* _Instruction_:
Render every line of the listing below as a JSON array of strings, one string per line, with blank lines dropped. Omit the pictures from your answer.

Items from a labeling collection:
-- Begin --

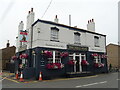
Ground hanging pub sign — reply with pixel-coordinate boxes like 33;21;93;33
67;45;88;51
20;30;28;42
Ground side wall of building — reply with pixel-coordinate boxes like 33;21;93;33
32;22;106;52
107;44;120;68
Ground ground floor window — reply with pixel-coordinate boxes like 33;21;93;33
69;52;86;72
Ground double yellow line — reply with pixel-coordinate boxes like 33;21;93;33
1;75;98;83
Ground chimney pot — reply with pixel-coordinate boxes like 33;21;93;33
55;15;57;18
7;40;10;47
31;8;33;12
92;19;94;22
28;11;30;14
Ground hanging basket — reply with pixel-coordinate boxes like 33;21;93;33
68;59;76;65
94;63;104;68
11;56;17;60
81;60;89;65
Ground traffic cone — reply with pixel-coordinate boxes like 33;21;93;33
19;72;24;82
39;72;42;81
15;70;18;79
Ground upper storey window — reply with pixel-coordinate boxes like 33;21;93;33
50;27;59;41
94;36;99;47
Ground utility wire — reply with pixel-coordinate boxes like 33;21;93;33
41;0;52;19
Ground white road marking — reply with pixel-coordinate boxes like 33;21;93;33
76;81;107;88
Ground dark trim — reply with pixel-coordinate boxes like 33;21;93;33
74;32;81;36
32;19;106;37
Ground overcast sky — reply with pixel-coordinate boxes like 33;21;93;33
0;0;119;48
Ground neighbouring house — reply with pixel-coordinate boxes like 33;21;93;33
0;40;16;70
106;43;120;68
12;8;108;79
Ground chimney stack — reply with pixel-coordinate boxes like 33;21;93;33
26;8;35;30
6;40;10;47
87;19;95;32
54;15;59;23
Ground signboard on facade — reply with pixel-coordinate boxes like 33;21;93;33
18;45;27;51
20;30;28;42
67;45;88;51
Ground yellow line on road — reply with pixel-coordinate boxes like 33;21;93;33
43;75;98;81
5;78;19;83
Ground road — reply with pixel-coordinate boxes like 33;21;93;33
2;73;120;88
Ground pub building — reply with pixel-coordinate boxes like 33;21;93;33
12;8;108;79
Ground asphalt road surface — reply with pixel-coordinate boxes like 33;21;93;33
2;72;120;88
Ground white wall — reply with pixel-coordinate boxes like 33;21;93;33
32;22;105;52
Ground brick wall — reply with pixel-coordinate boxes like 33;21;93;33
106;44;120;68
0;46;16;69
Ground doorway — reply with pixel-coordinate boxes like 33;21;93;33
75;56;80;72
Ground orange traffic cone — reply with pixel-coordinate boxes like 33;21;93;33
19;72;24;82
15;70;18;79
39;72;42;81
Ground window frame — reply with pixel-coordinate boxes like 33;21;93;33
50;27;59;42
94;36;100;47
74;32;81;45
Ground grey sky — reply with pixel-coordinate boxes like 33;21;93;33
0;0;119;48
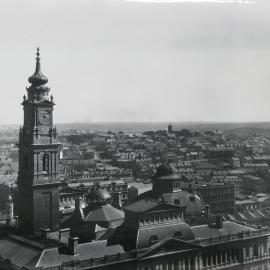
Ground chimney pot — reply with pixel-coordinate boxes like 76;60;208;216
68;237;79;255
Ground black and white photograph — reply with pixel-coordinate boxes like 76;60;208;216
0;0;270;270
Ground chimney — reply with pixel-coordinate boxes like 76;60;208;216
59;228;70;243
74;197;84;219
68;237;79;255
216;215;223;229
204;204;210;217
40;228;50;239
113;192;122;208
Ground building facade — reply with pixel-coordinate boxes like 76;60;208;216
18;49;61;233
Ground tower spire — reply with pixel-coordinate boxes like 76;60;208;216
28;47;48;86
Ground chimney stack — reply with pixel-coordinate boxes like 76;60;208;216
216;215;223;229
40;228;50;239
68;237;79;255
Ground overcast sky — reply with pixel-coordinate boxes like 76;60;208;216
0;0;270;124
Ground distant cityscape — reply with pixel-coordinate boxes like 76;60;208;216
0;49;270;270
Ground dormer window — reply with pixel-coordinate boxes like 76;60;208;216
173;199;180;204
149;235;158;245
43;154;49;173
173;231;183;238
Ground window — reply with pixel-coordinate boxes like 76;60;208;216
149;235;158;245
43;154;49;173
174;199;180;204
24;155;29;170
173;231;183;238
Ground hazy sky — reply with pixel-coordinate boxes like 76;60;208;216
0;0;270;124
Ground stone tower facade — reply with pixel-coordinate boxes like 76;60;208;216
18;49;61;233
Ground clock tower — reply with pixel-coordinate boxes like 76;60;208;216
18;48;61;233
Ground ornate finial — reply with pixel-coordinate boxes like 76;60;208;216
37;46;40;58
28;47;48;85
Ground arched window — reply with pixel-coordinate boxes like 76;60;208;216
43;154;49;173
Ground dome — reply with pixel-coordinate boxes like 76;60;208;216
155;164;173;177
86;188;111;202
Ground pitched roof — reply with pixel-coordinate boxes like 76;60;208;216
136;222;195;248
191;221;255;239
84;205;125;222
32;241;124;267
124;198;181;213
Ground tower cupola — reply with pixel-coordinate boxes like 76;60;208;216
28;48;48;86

-- End --

* _Finished task_:
[
  "Ground hanging pub sign — reply with pixel-coordinate boxes like 33;21;93;33",
  "67;45;88;51",
  "20;30;28;42",
  "Ground side wall of building — reply with pixel-coordinate boxes like 33;21;93;33",
  "32;22;106;52",
  "107;44;120;68",
  "Ground ground floor window — reply with pixel-coordinate boxes like 33;21;93;33",
  "69;52;86;72",
  "Ground double yellow line — reply with pixel-coordinate boxes like 33;21;93;33",
  "1;75;98;83",
  "Ground chimney pot — reply with pixel-coordinate boxes like 33;21;93;33",
  "55;15;57;18",
  "7;40;10;47",
  "31;8;33;12",
  "92;19;94;22",
  "28;11;30;14",
  "Ground hanging basket — reply with pixel-coordinate boxes like 33;21;93;33",
  "68;59;76;65",
  "94;63;104;68",
  "11;56;17;60",
  "81;60;89;65",
  "Ground traffic cone — reply with pixel-coordinate boxes like 33;21;93;33",
  "19;72;24;82",
  "39;72;42;81",
  "15;70;18;79",
  "Ground upper storey window — reply with pixel-coordinate boxes like 33;21;93;33",
  "50;27;59;41",
  "94;36;99;47",
  "Ground utility wire — reply with pixel-coordinate boxes like 33;21;93;33",
  "41;0;52;19",
  "Ground white road marking — reply with pixel-coordinate boxes like 33;21;93;33",
  "76;81;107;88",
  "Ground dark trim — reply with pixel-coordinate boxes like 33;21;93;33",
  "74;32;81;36",
  "32;19;106;37",
  "Ground overcast sky — reply with pixel-coordinate boxes like 33;21;93;33",
  "0;0;119;48",
  "Ground neighbouring house — reply with pixel-coordinate boxes like 33;21;93;33",
  "0;40;16;70",
  "106;43;120;68",
  "12;8;108;79",
  "Ground chimney stack — reply with pixel-coordinate boxes like 33;21;93;33",
  "26;8;35;30",
  "6;40;10;47",
  "87;19;95;32",
  "54;15;59;23",
  "Ground signboard on facade — reply with pixel-coordinate boxes like 33;21;93;33",
  "18;45;27;51",
  "20;30;28;42",
  "67;45;88;51",
  "Ground yellow line on road — reply with pixel-coordinate boxes like 33;21;93;33",
  "43;75;98;81",
  "5;78;19;83",
  "Ground road — reply with pixel-coordinate boxes like 33;21;93;33",
  "2;73;120;88",
  "Ground pub building — reply with pixel-coordinate boxes like 33;21;93;33",
  "12;8;108;79",
  "Ground asphalt road surface — reply with pixel-coordinate boxes like 33;21;93;33",
  "2;72;120;88",
  "Ground white wall — reply with pixel-coordinate boxes like 33;21;93;33",
  "32;22;105;52",
  "Ground brick wall — reply with pixel-coordinate boxes like 33;21;93;33",
  "106;44;120;68",
  "0;46;16;69",
  "Ground doorway — reply with pixel-coordinate boxes like 33;21;93;33",
  "75;56;80;72",
  "Ground orange traffic cone — reply with pixel-coordinate boxes like 33;21;93;33",
  "19;72;24;82",
  "15;70;18;79",
  "39;72;42;81",
  "Ground window frame — reply with pixel-coordinate boxes like 33;21;93;33",
  "50;27;59;42",
  "94;36;100;47",
  "74;32;81;45",
  "Ground grey sky — reply with pixel-coordinate boxes like 33;21;93;33",
  "0;0;119;48",
  "Ground chimney pot — reply with pixel-coordinate boxes like 76;60;208;216",
  "68;237;79;255",
  "Ground black and white photograph — reply with pixel-coordinate boxes like 76;60;208;216",
  "0;0;270;270",
  "Ground chimney — reply with pixel-coordinate boxes like 76;60;208;216",
  "59;228;70;243",
  "74;197;84;219",
  "68;237;79;255",
  "216;215;223;229",
  "204;204;210;217",
  "40;228;50;239",
  "113;192;122;208",
  "Ground building facade — reply with pixel-coordinate boxes like 76;60;208;216",
  "18;49;61;233",
  "Ground tower spire — reply with pixel-coordinate boxes like 76;60;208;216",
  "28;47;48;86",
  "Ground chimney stack — reply with pixel-coordinate boxes like 76;60;208;216",
  "216;215;223;229",
  "40;228;50;239",
  "68;237;79;255",
  "Ground overcast sky — reply with pixel-coordinate boxes like 76;60;208;216",
  "0;0;270;124",
  "Ground distant cityscape — reply with pixel-coordinate boxes like 76;60;208;216",
  "0;49;270;270",
  "Ground dormer window — reply with pixel-coordinate boxes like 76;60;208;216",
  "173;199;180;204",
  "149;235;158;245",
  "43;154;49;173",
  "173;231;183;238",
  "Ground window — reply with pixel-coordinate boxes like 76;60;208;216",
  "149;235;158;245",
  "43;154;49;173",
  "174;199;180;204",
  "24;155;29;170",
  "173;231;183;238",
  "Ground hazy sky — reply with pixel-coordinate boxes like 76;60;208;216",
  "0;0;270;124",
  "Ground stone tower facade — reply with pixel-coordinate boxes like 76;60;208;216",
  "18;49;61;233",
  "Ground clock tower — reply with pixel-coordinate boxes like 76;60;208;216",
  "18;48;61;233",
  "Ground ornate finial — reply with pixel-coordinate boxes like 76;60;208;216",
  "37;46;40;58",
  "28;47;48;85",
  "Ground arched window — reply with pixel-coordinate boxes like 76;60;208;216",
  "43;154;49;173",
  "Ground dome — reply with pixel-coordinate boxes like 76;60;208;216",
  "155;164;173;177",
  "86;188;111;202",
  "Ground pitched roof — reply with pixel-coordinate boxes like 76;60;208;216",
  "136;222;195;248",
  "191;221;255;239",
  "84;205;125;222",
  "32;241;124;267",
  "124;198;181;213",
  "Ground tower cupola — reply with pixel-coordinate boxes like 76;60;208;216",
  "28;48;48;86"
]